▶ **Document text**
※ ※ ※
End of state of emergency indicates consolidation of power by Al Sisi

state of emergency

Political changes are taking place in Egypt. President Abdel Fattah al Sisi announced his decision to end the state of emergency, signaling a possible future of political openness and redemocratization. Far beyond a mere change in the structure of the government, ending the state of emergency signifies a consolidation of power by al Sisi. As a result, Egypt appears to be growing stronger in its project to become a regional power with great capacity to influence North Africa.

This Monday, Albel Fatah al Sisi announced that he will not prolong the country’s state of emergency, officially imposed during the past four years. In 2017, after a series of attacks carried out by terrorist groups against the Christian minority of the Egyptian population, al Sisi had declared a state of emergency, which allowed him to implement several exceptional measures to combat illegal groups operating in the country. Now, with the situation reasonably stabilized, there is no longer any need to maintain such measures.

Emphasizing popular participation in the process of combating terrorism, in his speech, al Sisi stated: “Egypt has become, thanks to its great people and loyal men, an oasis for security and stability in the region (…) So, I have decided for the first time in years not to extend the state of emergency nationwide.” More than mere words to the population, the speech serves as an international propaganda of political unity, exporting an image of popular acceptance for al Sisi and efficiency for the country’s security system.

Some international analysts are linking what happened in Egypt this week to a recent leak in the US government regarding annual aid sent to the African country. Cairo and Washington maintain a military cooperation agreement that provides for the transfer of a billion-dollar amount annually by the US for investment in the defense industry in Egypt. In September, the American media released (citing anonymous sources in the US government) a plan to retain a portion of the amount this year. 10% of the sum (about 130 million dollars) would be refused as a way to punish Cairo for the constant reports of human rights violations (many of which were made precisely during the campaign against terrorism implemented with the state of emergency). However, this argument does not seem strong enough to understand al Sisi’s measure.
※ ※ ※
▶ **Listed entries**

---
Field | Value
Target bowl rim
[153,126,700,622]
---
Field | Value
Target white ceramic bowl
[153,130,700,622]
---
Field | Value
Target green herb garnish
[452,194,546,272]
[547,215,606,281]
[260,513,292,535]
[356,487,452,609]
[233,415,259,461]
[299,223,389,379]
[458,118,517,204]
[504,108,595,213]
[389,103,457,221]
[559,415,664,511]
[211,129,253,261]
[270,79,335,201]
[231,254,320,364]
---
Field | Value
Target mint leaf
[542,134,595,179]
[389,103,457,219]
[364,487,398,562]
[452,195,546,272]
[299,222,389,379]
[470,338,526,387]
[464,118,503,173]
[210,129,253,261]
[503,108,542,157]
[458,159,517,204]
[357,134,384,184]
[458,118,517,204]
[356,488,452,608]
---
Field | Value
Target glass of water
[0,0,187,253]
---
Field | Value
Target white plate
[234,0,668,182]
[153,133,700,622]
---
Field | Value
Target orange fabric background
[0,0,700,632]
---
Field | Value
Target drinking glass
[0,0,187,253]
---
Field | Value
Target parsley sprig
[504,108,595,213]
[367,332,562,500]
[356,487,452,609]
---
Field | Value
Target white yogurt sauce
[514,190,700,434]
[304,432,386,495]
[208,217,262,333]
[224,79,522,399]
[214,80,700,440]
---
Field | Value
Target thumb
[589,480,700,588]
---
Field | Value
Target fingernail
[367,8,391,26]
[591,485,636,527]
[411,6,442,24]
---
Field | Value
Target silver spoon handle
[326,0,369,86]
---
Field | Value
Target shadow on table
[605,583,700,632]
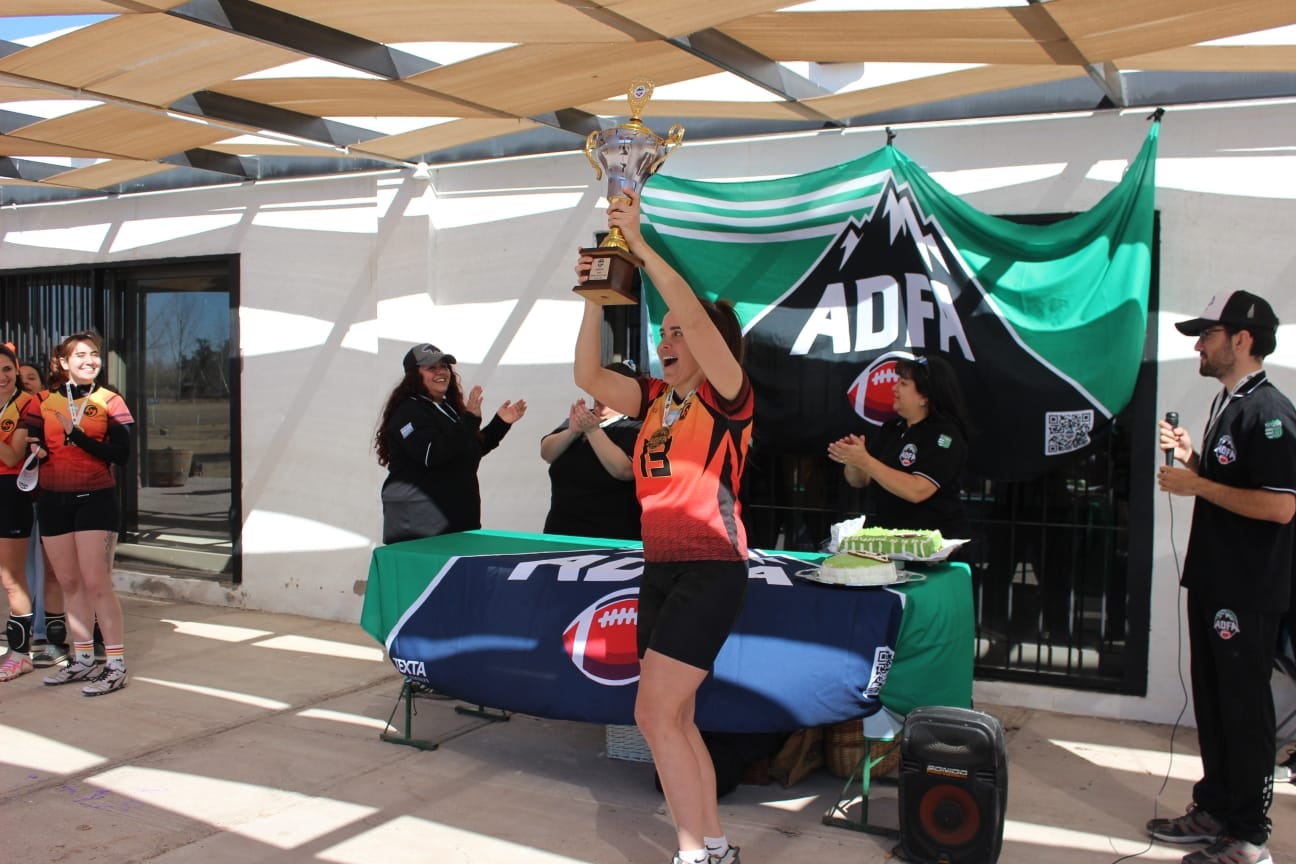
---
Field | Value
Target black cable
[1112,492,1188,864]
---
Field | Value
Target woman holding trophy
[574,188,754,864]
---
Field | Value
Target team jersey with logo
[631,373,756,561]
[1181,372,1296,611]
[0,390,35,474]
[23,387,135,492]
[866,417,971,538]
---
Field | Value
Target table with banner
[360,531,975,732]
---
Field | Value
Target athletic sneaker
[82,665,126,696]
[45,661,98,687]
[1147,804,1223,843]
[31,642,67,668]
[0,650,31,681]
[1274,747,1296,782]
[1182,837,1274,864]
[708,846,743,864]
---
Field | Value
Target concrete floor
[0,597,1296,864]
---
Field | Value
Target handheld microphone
[1165,411,1179,465]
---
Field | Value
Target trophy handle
[648,123,684,176]
[584,130,603,180]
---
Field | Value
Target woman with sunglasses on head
[0,345,35,681]
[25,332,135,696]
[574,189,754,864]
[828,356,971,538]
[373,345,526,543]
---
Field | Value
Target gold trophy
[572,78,684,306]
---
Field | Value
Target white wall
[0,104,1296,722]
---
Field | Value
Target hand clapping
[568,399,599,435]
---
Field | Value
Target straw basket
[607,725,652,762]
[823,720,899,779]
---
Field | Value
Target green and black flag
[643,124,1159,479]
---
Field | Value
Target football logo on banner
[562,588,639,687]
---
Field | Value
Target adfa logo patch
[746,176,1096,479]
[1212,609,1242,641]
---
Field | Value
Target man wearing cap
[1147,291,1296,864]
[373,343,526,543]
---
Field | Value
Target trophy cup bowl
[572,80,684,306]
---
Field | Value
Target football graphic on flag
[562,588,639,687]
[846,351,914,426]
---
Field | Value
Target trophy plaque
[573,79,684,306]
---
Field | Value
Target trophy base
[572,246,643,306]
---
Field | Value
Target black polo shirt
[867,417,972,538]
[1181,372,1296,613]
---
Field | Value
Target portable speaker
[897,706,1008,864]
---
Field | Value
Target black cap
[403,342,459,372]
[1174,291,1278,335]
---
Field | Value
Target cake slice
[819,552,899,587]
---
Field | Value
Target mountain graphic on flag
[644,133,1156,479]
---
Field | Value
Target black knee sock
[45,611,67,650]
[4,613,35,654]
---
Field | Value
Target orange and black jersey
[0,390,36,474]
[631,373,756,561]
[22,385,135,492]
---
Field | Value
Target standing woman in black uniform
[23,332,135,696]
[0,345,35,681]
[828,356,971,538]
[540,363,643,540]
[373,345,526,543]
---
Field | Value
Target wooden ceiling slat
[0,13,302,105]
[45,159,175,189]
[19,105,229,159]
[806,66,1086,119]
[250,0,635,44]
[407,43,718,117]
[719,9,1073,65]
[1045,0,1296,62]
[585,0,791,39]
[0,135,111,159]
[211,78,498,118]
[1120,45,1296,73]
[359,119,537,159]
[4,0,130,12]
[581,98,805,121]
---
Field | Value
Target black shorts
[638,561,746,670]
[38,487,118,538]
[0,474,31,540]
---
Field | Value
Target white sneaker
[45,661,98,687]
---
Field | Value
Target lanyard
[65,381,95,429]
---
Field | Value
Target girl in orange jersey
[25,332,135,696]
[575,189,754,864]
[0,345,35,681]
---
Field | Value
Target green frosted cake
[841,529,945,558]
[818,552,899,585]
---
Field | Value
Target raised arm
[572,261,643,417]
[608,188,743,399]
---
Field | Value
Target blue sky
[0,16,113,41]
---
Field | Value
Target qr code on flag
[1045,409,1094,456]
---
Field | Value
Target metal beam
[667,28,842,126]
[166,0,438,80]
[0,155,71,183]
[171,89,380,150]
[1085,61,1129,108]
[158,148,260,180]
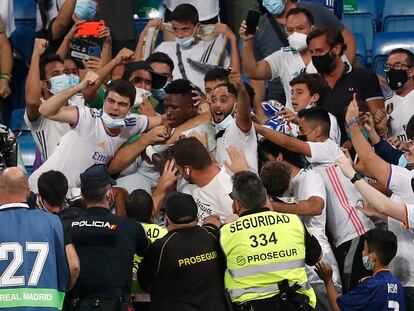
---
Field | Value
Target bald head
[0,167,29,204]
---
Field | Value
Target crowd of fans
[0,0,414,310]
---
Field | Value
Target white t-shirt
[385,90,414,141]
[306,139,374,246]
[216,120,258,173]
[155,40,230,92]
[289,169,341,288]
[0,0,16,38]
[387,165,414,287]
[24,95,85,162]
[264,47,318,111]
[163,0,220,21]
[36,0,65,31]
[29,106,148,198]
[192,169,233,224]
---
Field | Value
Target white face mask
[288,32,308,52]
[134,87,151,107]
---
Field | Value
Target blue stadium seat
[371,32,414,76]
[342,0,379,61]
[382,0,414,32]
[354,33,367,65]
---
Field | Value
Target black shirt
[67,207,149,299]
[138,225,226,311]
[321,63,383,144]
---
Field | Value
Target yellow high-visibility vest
[220,211,316,307]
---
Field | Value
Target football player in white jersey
[384,49,414,141]
[256,108,374,292]
[259,140,342,311]
[345,101,414,310]
[29,72,167,198]
[239,8,317,110]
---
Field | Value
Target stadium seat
[354,33,367,65]
[382,0,414,32]
[342,0,378,61]
[371,32,414,76]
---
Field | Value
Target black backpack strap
[266,13,289,46]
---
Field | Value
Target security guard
[220,172,321,311]
[68,164,149,311]
[138,192,226,311]
[125,189,168,311]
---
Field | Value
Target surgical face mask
[387,69,408,91]
[362,256,374,271]
[213,113,234,132]
[175,28,196,48]
[69,74,80,87]
[312,51,335,74]
[151,88,167,101]
[75,0,96,21]
[101,112,125,130]
[288,32,308,52]
[134,87,151,107]
[49,74,70,94]
[263,0,286,15]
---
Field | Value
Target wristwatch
[351,172,364,183]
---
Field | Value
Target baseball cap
[80,164,116,189]
[122,61,168,89]
[164,192,197,224]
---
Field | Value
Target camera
[0,124,18,170]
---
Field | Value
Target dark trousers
[333,235,372,294]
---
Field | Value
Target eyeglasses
[384,62,413,72]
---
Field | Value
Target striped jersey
[306,138,374,246]
[29,106,148,198]
[0,203,69,311]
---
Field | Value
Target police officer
[220,172,321,311]
[68,164,149,311]
[138,192,226,311]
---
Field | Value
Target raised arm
[272,196,324,216]
[254,124,312,157]
[108,126,168,174]
[51,0,76,40]
[229,70,252,132]
[25,38,48,122]
[39,71,99,124]
[335,157,405,222]
[0,25,13,98]
[345,99,390,186]
[239,21,272,80]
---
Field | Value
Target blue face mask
[69,74,80,87]
[175,28,196,48]
[75,0,96,21]
[101,112,125,130]
[151,88,166,101]
[362,256,374,271]
[49,74,70,94]
[263,0,285,15]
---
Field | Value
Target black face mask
[312,51,335,75]
[387,69,408,91]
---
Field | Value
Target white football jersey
[385,90,414,141]
[24,94,85,162]
[306,139,374,246]
[289,169,341,289]
[29,106,148,197]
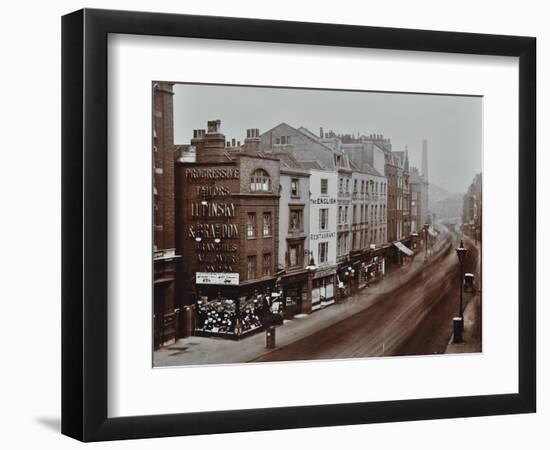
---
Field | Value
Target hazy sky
[174,84,482,192]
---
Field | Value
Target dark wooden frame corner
[62,9,536,441]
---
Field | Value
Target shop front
[280,270,308,319]
[311,266,337,311]
[393,238,414,266]
[365,249,386,285]
[193,274,282,339]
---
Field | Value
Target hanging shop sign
[195,272,239,286]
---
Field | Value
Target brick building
[153,83,178,348]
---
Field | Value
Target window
[288,209,303,232]
[275,136,290,145]
[250,169,271,192]
[319,208,328,230]
[262,253,271,277]
[318,242,328,264]
[321,178,328,195]
[246,255,256,280]
[290,178,300,197]
[264,212,271,237]
[246,213,256,238]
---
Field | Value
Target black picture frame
[62,9,536,441]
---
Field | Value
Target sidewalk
[445,239,481,353]
[153,237,452,367]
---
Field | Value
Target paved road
[255,229,484,361]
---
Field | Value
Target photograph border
[61,9,536,441]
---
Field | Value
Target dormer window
[250,169,271,192]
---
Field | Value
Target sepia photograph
[154,81,483,367]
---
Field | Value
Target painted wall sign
[185,167,239,180]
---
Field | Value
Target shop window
※ ※ ※
▶ **Objective**
Quote the passage from "This Monday, Albel" to "maintain such measures." in the article above on the end of Egypt's state of emergency.

▶ **Written reply**
This Monday, Albel Fatah al Sisi announced that he will not prolong the country’s state of emergency, officially imposed during the past four years. In 2017, after a series of attacks carried out by terrorist groups against the Christian minority of the Egyptian population, al Sisi had declared a state of emergency, which allowed him to implement several exceptional measures to combat illegal groups operating in the country. Now, with the situation reasonably stabilized, there is no longer any need to maintain such measures.